** START OF RECORDS FOR THE EXERCISE **
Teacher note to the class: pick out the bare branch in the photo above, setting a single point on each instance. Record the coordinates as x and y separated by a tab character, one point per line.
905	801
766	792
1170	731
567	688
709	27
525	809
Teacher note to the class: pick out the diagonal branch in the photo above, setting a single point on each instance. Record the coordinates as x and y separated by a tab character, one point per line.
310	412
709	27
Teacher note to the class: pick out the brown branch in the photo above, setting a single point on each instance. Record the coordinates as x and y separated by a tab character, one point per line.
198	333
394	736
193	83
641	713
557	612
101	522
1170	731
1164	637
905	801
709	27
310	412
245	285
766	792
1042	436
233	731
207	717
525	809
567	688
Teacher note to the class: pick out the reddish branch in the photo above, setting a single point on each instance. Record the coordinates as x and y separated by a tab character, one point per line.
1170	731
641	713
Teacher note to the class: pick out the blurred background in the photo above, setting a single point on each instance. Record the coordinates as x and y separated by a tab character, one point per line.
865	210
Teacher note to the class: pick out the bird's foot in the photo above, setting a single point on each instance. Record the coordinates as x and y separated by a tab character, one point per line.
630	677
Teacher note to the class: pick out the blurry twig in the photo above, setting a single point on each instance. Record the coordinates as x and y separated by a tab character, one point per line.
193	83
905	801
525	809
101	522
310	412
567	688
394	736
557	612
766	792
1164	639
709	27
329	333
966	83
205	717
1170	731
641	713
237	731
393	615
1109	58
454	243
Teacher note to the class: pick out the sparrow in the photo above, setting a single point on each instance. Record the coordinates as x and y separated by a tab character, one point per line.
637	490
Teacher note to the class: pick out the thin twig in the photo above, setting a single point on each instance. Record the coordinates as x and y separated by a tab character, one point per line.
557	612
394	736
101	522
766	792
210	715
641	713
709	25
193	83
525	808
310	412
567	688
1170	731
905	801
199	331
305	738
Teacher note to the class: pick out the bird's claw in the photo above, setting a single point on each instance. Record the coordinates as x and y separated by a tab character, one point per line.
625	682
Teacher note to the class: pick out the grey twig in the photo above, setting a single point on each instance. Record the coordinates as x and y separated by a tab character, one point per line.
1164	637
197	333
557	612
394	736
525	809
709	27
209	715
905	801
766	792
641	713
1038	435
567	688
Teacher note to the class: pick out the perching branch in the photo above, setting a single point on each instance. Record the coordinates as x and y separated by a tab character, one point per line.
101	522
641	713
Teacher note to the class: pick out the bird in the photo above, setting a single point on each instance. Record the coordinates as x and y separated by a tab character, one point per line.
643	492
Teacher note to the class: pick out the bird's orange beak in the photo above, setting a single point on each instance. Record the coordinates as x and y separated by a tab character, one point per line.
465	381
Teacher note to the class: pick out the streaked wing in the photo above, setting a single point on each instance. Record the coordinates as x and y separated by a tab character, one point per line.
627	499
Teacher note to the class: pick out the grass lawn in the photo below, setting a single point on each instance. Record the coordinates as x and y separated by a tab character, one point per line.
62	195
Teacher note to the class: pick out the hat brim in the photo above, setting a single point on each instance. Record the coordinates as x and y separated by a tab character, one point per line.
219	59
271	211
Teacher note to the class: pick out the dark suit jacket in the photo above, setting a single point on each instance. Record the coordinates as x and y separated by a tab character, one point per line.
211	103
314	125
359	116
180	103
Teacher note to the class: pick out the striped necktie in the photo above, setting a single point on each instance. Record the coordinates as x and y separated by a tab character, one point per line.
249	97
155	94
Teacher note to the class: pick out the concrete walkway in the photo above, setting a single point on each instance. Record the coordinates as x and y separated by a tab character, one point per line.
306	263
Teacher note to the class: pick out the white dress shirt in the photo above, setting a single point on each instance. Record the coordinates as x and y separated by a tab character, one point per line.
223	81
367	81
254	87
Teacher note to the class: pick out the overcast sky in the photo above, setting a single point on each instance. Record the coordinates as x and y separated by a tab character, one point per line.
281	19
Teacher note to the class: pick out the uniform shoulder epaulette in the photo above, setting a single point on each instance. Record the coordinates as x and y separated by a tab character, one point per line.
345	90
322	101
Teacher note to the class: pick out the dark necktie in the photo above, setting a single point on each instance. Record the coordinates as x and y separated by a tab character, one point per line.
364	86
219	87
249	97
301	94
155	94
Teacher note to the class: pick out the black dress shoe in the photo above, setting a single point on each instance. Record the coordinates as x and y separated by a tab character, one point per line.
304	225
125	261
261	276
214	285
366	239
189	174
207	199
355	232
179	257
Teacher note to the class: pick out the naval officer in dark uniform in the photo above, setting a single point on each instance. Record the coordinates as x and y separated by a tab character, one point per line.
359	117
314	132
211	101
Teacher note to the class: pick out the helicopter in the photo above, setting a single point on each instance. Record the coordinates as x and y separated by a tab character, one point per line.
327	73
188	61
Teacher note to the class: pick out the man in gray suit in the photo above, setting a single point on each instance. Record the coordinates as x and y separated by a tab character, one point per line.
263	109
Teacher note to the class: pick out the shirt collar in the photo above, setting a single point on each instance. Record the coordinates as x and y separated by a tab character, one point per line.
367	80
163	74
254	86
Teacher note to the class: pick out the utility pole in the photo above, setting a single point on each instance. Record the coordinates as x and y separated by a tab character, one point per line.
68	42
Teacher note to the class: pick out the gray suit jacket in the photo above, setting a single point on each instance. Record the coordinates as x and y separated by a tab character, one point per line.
** END OF RECORDS FOR THE EXERCISE **
- **THE REQUEST**
Can you turn every line of the items above into one numbered list, skipping any blank lines?

- **THE REPLY**
1. Teacher note to the class: pick out the bare branch in the photo above, setting a single point on each instance. Record the coordinates as x and y separated by a tab character, one point per line.
2. 905	801
3. 766	792
4. 1170	731
5. 567	688
6. 709	27
7. 525	809
8. Teacher note to the class: pick out the diagonal branch in the photo above, setting a single point on each instance. Record the coordinates as x and y separated by a tab character, one point per line.
9. 310	412
10. 709	27
11. Teacher note to the class: pick out the brown branch in the photo above, setting a single point on each instance. Record the coordinates as x and y separated by a tab character, one point per line.
12. 198	333
13. 394	736
14. 193	83
15. 641	713
16. 557	612
17. 101	522
18. 1170	731
19. 1164	637
20. 905	801
21. 709	27
22. 310	412
23. 245	285
24. 766	792
25. 1042	436
26. 233	731
27. 207	717
28. 525	809
29. 567	688
30. Teacher note to the class: pick out the reddish branch in the photo above, setting a single point on each instance. Record the coordinates as x and y separated by a tab character, one point per line.
31. 1170	731
32. 641	713
33. Teacher note to the class: pick out the blurred background in the photo above, setting a single point on each instance. Record the coordinates as x and y separated by a tab character, one point per line.
34. 865	210
35. Teacher note to the class: pick out the bird's foot in the photo above, setting a single point on each instance. Record the coordinates as x and y separated by a tab character, one point per line.
36. 630	677
37. Teacher note to the class: pick out the blurry twig in the photo above, setting a single point on each instance. Record the coordinates as x and y separated by a tab character, one point per line.
38. 193	83
39. 905	801
40. 525	809
41. 101	522
42. 310	412
43. 567	688
44. 394	736
45. 557	612
46. 766	792
47. 1164	639
48. 709	27
49. 329	333
50. 966	83
51. 205	717
52. 1170	731
53. 641	713
54. 237	731
55. 393	615
56. 1109	58
57. 454	243
58. Teacher note to the class: pick out the sparrow in the photo above, setting a single point on each instance. Record the coordinates as x and y separated by a tab character, one point per line.
59. 637	490
60. Teacher note to the class: pick out the thin twig in the photo above, setting a single point on each instance. Record the coordinates as x and y separated by a tab character, one point per line.
61. 557	612
62. 394	736
63. 101	522
64. 766	792
65. 210	715
66. 641	713
67. 709	25
68. 193	83
69. 525	808
70. 310	412
71. 567	688
72. 1170	731
73. 905	801
74. 199	331
75. 305	738
76. Teacher note to the class: pick out the bird's claw in the photo above, setting a single point on each instance. Record the coordinates as x and y separated by a tab character, one point per line.
77. 625	682
78. Teacher note to the class: pick out the grey twig in the photo above, setting a single point on each instance. Record the coordinates as x and y separated by a tab character, one point per line.
79. 1164	637
80. 197	333
81. 557	612
82. 394	736
83. 525	809
84. 709	27
85. 209	715
86. 905	801
87. 766	792
88. 641	713
89. 1038	435
90. 567	688
91. Teacher note to the class: pick out the perching branch in the photo above, setting a single point on each instance. Record the coordinates as x and y separated by a tab character, one point per line.
92. 101	522
93. 641	713
94. Teacher note to the class: pick out the bird in the photo above, setting a single point on each instance. Record the coordinates as x and y separated by a tab character, one point per line.
95. 643	492
96. Teacher note to the class: pick out the bird's orange beak in the photo above, setting a single point on each instance. Record the coordinates as x and y separated by a tab character, one point per line.
97. 465	381
98. Teacher note to the class: pick out the streaked wing in the photo above, setting a single point on each instance. Record the coordinates as x and y separated by a tab character, one point per line.
99. 627	499
100. Teacher note to the class: pick out the grass lawn in the photo below, setting a single point on each instance. Record the coordinates as x and y separated by a tab character, one point per line.
101. 62	195
102. Teacher note to the class: pick out the hat brim in the photo above, setting a single point on each instance. Record the coordinates as x and y separated by a tab character, one point per line.
103. 219	59
104. 271	211
105. Teacher note to the class: pick out the dark suit jacket in the photo above, setting a single point on each instance. Record the coordinates as x and y separated by a tab character, one point per line.
106. 211	103
107. 314	125
108. 359	116
109. 180	103
110. Teacher note to the class: pick out the striped necktie in the photo above, setting a single point on each instance. Record the coordinates as x and y separated by a tab character, one point per line.
111. 249	97
112. 155	94
113. Teacher note to the class: pick out the concrete walkway in the photo above, setting a single point on each instance. Record the coordinates as x and y separated by a tab character, one point per line.
114. 306	263
115. Teacher note to the class: pick out the white dress shirt in the photo above, setting a single point on each instance. Record the coordinates as x and y separated by a tab character, one point per line.
116. 223	81
117. 367	81
118. 254	87
119. Teacher note to the class: pick out the overcast sky in the photo above, setting a single point on each instance. Record the coordinates as x and y separated by a tab character, one point per line.
120. 281	19
121. Teacher note to the class: pick out the uniform shoulder epaulette in the photo above, setting a single point on each instance. Record the coordinates as x and y separated by a tab character, one point per line.
122. 345	90
123. 322	101
124. Teacher note to the class: pick out the dark necktie in the photo above, setting a single point on each instance. Record the coordinates as x and y separated by a tab character, one point per line.
125. 364	86
126. 219	87
127. 249	97
128. 301	94
129. 155	94
130. Teacher note to the class: pick out the black dress shoe in the photo above, setting a single point on each instance. Record the coordinates as x and y separated by a tab character, one point per line.
131. 304	225
132. 125	261
133. 261	276
134. 214	285
135. 366	239
136. 189	174
137. 207	199
138. 355	232
139. 179	257
140. Teacher note to the class: pick out the naval officer in dark uniform in the photo above, setting a single point on each instance. Record the coordinates as x and y separated by a tab character, one point per line.
141. 359	117
142. 314	132
143. 211	101
144. Teacher note to the class: pick out the helicopter in the photo above, setting a single point on each instance. Record the coordinates as x and y separated by a tab character, one point per line.
145. 327	73
146. 188	61
147. Teacher note to the class: pick out the man in gray suit in the photo above, setting a single point on each instance. Record the coordinates as x and y separated by a tab character, one point per line.
148. 263	109
149. Teacher note to the class: pick out the shirt collar in the photo above, setting a single point on each instance. Record the coordinates as x and y separated by a tab character, one point per line.
150. 367	80
151. 163	74
152. 254	86
153. Teacher note to the class: pick out the utility pole in the photo above, setting a single point on each instance. Record the coordinates as x and y separated by a tab character, one point per line.
154. 68	42
155. Teacher note to the class: pick out the gray suit jacket in the photo above, setting a single point on each instance. Record the coordinates as x and y separated by a tab character, one point per line.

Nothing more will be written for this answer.